(EXERCISE REQUIREMENTS): Reproduce verbatim the rows from the beginning through the line containing "14, 127, 67]]", including that line, and omit the pictures from your reply.

(SOURCE RECORDS):
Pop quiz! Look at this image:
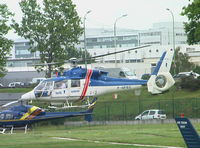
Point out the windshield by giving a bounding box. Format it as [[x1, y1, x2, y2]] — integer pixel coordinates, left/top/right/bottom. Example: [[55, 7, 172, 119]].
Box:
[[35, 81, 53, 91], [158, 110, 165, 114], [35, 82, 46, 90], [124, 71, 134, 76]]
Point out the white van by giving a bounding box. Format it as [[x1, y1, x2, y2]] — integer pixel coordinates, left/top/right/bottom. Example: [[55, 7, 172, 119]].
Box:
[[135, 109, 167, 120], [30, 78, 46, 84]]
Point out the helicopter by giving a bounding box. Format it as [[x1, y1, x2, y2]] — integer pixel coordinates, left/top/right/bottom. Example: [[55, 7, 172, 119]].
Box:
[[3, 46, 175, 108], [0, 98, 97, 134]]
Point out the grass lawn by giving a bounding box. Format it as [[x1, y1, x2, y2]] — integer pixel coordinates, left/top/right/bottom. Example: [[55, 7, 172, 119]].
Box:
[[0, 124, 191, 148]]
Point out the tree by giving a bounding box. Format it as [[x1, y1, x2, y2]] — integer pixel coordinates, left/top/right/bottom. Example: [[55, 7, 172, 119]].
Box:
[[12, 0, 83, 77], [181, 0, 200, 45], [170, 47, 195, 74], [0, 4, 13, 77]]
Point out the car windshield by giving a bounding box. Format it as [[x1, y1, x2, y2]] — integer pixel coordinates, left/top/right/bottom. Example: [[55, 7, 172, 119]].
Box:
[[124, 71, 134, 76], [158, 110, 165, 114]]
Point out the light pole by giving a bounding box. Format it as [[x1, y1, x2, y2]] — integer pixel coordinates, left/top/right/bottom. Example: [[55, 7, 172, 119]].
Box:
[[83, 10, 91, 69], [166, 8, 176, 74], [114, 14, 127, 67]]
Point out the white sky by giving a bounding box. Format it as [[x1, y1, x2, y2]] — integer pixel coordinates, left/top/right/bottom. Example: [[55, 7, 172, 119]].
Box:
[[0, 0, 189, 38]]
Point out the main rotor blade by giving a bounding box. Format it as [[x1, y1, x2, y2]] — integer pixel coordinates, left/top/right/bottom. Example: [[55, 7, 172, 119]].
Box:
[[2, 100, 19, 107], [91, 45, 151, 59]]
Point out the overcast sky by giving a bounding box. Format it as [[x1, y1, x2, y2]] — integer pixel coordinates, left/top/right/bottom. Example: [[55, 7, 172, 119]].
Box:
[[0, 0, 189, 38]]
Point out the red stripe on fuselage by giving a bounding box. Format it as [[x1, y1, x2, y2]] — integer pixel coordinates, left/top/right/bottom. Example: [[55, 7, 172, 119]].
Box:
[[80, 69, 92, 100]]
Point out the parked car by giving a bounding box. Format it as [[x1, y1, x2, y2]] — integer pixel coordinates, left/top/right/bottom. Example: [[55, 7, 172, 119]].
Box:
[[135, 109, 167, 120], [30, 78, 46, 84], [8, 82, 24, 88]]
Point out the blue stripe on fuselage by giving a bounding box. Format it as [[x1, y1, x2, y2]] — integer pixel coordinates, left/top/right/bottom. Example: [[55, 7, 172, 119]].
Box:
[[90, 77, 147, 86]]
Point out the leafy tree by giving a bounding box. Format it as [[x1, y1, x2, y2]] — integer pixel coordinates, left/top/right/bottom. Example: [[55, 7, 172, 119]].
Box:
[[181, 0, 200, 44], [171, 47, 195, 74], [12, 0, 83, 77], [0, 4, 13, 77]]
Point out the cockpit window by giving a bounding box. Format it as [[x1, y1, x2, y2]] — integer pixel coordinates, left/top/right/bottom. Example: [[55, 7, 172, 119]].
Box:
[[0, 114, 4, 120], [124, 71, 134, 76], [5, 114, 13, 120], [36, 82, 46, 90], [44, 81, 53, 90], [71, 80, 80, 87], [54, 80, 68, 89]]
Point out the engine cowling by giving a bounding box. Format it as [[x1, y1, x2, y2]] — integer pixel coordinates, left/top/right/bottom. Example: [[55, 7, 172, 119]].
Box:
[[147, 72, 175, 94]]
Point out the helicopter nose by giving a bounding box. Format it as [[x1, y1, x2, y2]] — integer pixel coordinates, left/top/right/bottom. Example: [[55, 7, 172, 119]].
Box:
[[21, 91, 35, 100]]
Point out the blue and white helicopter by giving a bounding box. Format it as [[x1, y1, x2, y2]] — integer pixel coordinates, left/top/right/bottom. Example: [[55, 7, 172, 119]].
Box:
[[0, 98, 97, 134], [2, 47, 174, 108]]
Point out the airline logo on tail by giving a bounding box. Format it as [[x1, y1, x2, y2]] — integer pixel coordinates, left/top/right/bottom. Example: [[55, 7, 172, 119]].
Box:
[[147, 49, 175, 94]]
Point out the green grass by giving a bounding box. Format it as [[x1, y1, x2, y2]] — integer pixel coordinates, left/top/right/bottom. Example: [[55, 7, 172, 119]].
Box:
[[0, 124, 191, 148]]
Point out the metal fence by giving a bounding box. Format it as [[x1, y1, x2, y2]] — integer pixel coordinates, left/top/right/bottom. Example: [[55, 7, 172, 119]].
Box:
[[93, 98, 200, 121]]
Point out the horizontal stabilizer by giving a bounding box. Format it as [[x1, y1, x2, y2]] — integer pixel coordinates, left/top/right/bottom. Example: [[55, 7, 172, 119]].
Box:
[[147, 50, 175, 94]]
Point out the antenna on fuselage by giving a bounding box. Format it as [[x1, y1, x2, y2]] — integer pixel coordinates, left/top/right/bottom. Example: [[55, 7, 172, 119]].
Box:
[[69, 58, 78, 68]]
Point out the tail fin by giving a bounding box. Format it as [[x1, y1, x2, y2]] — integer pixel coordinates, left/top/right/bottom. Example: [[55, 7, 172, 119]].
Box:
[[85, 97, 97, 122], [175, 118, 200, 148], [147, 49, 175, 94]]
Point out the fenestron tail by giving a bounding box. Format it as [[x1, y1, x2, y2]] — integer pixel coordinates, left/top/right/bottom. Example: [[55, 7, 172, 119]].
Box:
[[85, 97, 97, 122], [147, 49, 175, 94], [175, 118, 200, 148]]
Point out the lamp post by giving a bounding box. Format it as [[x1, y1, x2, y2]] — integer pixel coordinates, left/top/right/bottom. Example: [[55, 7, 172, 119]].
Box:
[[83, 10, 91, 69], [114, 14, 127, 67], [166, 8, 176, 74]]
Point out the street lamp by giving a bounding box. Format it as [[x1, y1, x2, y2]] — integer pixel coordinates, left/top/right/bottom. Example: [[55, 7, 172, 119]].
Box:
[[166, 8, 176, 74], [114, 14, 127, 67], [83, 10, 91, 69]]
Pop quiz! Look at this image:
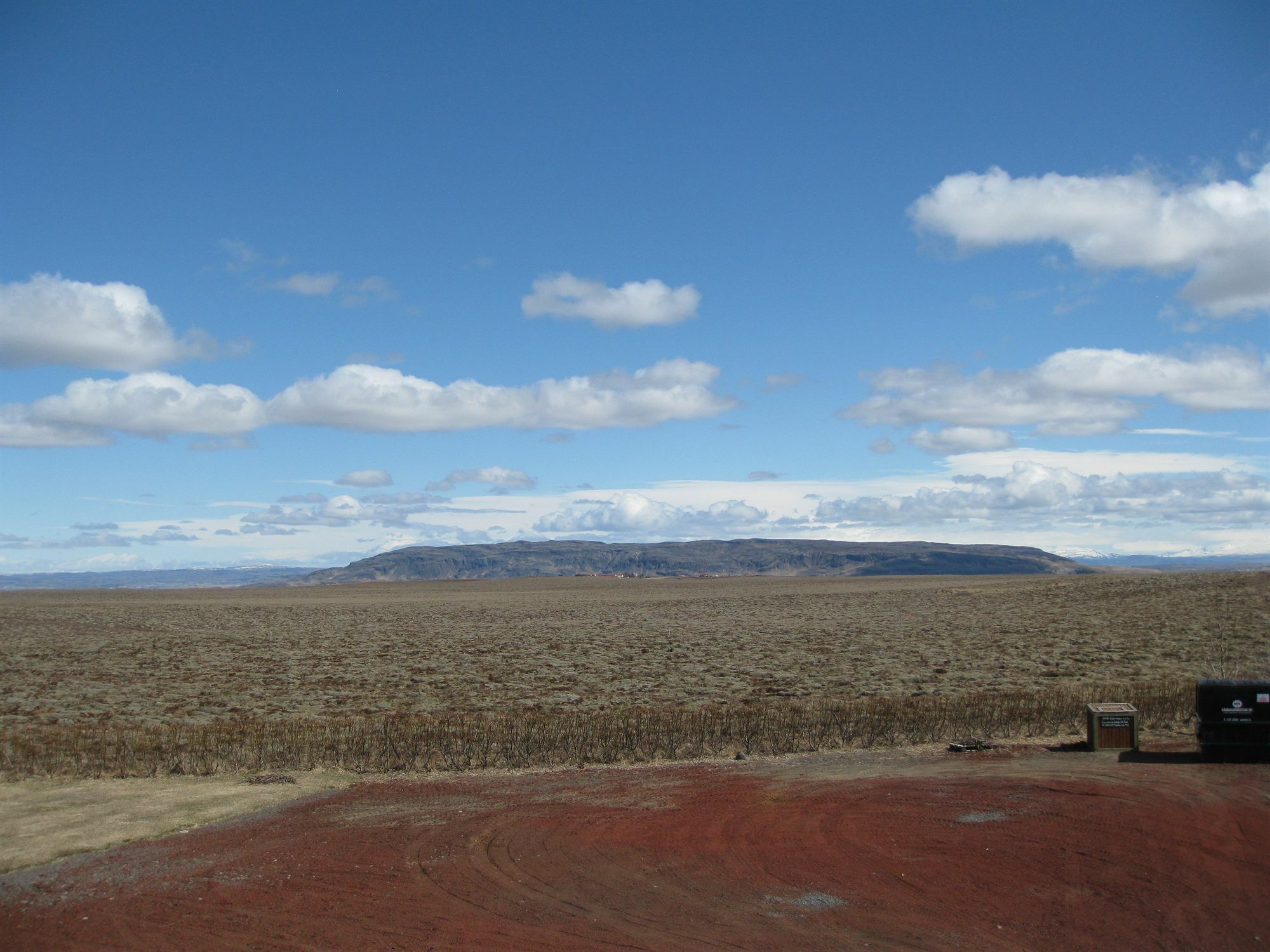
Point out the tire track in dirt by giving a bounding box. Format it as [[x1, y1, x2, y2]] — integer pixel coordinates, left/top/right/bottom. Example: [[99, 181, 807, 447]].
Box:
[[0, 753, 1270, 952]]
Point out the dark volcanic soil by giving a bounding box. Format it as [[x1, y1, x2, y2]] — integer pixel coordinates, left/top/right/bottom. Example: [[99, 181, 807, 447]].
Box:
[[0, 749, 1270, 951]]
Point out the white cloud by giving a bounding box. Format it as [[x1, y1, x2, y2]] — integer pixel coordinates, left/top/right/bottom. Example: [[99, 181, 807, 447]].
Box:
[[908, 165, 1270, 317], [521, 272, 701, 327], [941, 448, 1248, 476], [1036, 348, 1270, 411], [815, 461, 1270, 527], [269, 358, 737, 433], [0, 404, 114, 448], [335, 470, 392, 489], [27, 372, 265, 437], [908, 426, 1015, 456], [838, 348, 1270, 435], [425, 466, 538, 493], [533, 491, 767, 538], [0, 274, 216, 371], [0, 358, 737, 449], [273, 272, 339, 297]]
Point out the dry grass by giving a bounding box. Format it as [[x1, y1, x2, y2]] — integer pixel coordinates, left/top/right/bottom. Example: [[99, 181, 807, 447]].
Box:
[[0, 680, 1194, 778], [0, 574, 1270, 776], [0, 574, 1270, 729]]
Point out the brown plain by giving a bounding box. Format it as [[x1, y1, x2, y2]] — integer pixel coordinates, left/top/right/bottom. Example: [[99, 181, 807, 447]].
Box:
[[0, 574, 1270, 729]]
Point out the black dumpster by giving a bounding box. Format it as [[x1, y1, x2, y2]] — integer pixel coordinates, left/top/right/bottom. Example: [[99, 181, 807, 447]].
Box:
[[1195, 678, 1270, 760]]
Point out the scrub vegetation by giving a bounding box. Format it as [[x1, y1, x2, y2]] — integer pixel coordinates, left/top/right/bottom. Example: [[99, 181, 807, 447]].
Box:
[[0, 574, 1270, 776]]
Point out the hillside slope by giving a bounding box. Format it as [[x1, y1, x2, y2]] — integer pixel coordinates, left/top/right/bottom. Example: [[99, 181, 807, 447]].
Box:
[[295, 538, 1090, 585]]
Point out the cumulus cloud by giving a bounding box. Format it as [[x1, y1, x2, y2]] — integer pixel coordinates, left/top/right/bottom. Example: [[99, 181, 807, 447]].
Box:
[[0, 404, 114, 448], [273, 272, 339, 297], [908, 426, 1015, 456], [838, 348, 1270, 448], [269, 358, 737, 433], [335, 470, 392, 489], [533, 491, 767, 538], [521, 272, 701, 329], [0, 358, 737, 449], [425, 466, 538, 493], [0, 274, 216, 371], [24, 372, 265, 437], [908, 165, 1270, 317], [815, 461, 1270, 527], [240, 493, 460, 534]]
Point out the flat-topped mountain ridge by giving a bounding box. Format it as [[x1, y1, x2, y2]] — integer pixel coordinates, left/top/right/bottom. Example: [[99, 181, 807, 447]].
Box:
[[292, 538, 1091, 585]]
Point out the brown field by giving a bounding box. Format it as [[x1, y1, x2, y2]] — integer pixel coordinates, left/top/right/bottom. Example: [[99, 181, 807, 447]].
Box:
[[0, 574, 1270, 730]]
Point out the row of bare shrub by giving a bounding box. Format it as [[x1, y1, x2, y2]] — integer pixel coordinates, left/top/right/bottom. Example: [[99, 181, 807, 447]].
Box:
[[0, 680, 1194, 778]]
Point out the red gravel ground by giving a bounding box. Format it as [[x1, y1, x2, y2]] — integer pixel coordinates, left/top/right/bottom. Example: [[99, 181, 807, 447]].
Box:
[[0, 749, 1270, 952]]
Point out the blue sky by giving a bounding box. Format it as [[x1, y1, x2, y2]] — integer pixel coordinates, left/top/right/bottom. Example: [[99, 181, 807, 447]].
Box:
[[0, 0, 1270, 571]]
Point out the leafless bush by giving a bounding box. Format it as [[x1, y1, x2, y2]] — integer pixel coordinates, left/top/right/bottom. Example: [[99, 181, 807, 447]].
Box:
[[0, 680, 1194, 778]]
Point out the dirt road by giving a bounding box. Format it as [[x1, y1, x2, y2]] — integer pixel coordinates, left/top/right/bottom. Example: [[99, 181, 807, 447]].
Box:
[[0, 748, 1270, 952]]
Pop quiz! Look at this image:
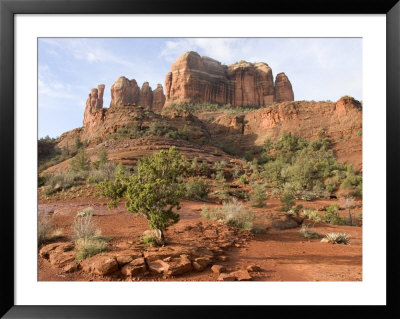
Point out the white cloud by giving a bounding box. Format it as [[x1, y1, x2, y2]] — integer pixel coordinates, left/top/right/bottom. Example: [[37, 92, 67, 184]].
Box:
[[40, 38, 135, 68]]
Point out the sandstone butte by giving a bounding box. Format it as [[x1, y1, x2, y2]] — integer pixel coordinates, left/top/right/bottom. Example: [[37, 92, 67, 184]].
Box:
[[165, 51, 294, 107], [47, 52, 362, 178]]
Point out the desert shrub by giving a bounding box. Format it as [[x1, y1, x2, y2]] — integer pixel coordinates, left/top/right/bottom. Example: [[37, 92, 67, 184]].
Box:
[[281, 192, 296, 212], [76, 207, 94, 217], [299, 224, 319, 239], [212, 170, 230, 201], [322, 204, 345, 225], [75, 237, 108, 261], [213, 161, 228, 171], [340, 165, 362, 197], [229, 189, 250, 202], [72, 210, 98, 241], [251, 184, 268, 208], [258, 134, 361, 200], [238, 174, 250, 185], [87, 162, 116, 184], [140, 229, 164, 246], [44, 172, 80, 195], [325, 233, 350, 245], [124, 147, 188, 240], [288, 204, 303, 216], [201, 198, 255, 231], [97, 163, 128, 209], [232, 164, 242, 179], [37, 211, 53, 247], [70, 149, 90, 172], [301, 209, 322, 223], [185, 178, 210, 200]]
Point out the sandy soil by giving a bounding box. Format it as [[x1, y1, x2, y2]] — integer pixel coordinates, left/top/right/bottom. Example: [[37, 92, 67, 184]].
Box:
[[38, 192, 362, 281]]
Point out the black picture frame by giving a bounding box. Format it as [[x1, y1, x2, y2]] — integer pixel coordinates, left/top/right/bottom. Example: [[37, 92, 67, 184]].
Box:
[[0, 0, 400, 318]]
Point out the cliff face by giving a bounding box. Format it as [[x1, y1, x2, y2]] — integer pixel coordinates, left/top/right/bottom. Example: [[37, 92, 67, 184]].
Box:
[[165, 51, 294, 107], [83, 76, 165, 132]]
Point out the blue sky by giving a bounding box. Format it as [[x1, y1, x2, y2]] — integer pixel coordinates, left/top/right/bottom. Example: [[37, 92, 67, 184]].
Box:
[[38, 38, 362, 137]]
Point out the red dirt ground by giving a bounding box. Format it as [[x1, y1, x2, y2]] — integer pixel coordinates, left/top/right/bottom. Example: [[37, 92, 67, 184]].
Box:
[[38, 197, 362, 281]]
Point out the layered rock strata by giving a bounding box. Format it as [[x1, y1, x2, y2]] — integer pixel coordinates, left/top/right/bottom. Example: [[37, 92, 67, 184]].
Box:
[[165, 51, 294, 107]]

(THE REPLY):
Pop quiz! Look at this image:
Point out the windshield by giving a bounding box. Format it as [[x1, y1, x2, y2]] — integer pixel coordinates, left/top/right/bottom. Example: [[55, 7, 172, 119]].
Box:
[[35, 81, 53, 91], [158, 110, 165, 114], [35, 82, 46, 90], [124, 71, 134, 76]]
Point out the white van by giving a bounding box. Format it as [[x1, y1, x2, y2]] — integer pixel coordinates, left/top/right/bottom. Example: [[55, 7, 172, 119]].
Box:
[[135, 109, 167, 120], [30, 78, 46, 84]]
Point out the helicopter by giving a bounding box. Format it as [[x1, y1, x2, y2]] — integer pixel coordinates, left/top/right/bottom. Example: [[55, 7, 172, 119]].
Box:
[[3, 46, 175, 108], [0, 98, 97, 134]]
Point out the grass lawn by giving a bounding box. Format it as [[x1, y1, x2, y2]] — integer pixel coordinates, left/top/right/bottom. Example: [[55, 7, 172, 119]].
Box:
[[0, 124, 191, 148]]
Point out the tree by giving a bounding box. Format it as [[x1, y1, x2, y2]] — integer pixel coordinates, left/top/right/bottom. Example: [[55, 7, 172, 119]].
Box:
[[12, 0, 83, 77], [181, 0, 200, 45], [170, 47, 195, 74], [0, 4, 13, 77]]
Point out the car windshield by giving a bounding box. Format it as [[x1, y1, x2, y2]] — integer pixel coordinates, left/top/right/bottom. Example: [[55, 7, 172, 119]].
Box:
[[124, 71, 134, 76], [158, 110, 165, 114]]
Point out the light pole by giving a bounding box. Format it as [[x1, y1, x2, y2]] — integer pixel coordinates, left/top/right/bottom. Example: [[55, 7, 172, 119]].
Box:
[[83, 10, 91, 69], [166, 8, 176, 74], [114, 14, 127, 67]]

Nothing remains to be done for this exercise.